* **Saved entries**

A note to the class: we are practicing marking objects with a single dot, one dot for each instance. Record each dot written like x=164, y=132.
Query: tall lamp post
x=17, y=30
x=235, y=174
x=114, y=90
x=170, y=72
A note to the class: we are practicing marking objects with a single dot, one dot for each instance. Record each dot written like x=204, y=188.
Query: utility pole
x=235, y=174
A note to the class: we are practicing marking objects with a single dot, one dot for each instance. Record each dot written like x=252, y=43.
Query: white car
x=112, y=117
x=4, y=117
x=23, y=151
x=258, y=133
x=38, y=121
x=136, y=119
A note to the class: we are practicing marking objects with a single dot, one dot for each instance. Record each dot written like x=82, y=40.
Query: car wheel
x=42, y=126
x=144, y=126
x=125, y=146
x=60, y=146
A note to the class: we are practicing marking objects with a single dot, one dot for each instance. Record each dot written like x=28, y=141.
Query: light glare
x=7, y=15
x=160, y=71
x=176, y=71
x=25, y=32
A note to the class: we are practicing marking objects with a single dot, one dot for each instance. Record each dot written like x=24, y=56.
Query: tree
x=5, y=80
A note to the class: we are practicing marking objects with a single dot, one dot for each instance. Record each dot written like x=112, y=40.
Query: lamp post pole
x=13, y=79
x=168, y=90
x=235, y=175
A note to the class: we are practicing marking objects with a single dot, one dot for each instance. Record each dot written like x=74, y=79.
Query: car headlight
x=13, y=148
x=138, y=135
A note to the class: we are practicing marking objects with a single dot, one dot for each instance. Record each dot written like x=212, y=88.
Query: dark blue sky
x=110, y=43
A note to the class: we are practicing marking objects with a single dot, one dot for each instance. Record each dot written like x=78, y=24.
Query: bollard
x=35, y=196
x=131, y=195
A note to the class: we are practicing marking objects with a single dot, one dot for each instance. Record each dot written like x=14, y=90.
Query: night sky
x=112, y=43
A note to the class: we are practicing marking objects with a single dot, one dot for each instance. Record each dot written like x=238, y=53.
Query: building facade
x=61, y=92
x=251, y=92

* **Task item**
Every line from the one containing "Query: bollard" through the final line of the data above is to be restated word for word, and nothing more.

* **Your response**
Query: bollard
x=35, y=196
x=131, y=195
A note to the class: we are practicing marking objects with a single dot, one dot for each instance. Record each dot written like x=14, y=90.
Query: night sky
x=112, y=43
A note to the class: we are practicing marking objects with a single dot, one dot for each instance. Record each dot written like x=238, y=53.
Query: building facade
x=61, y=92
x=251, y=92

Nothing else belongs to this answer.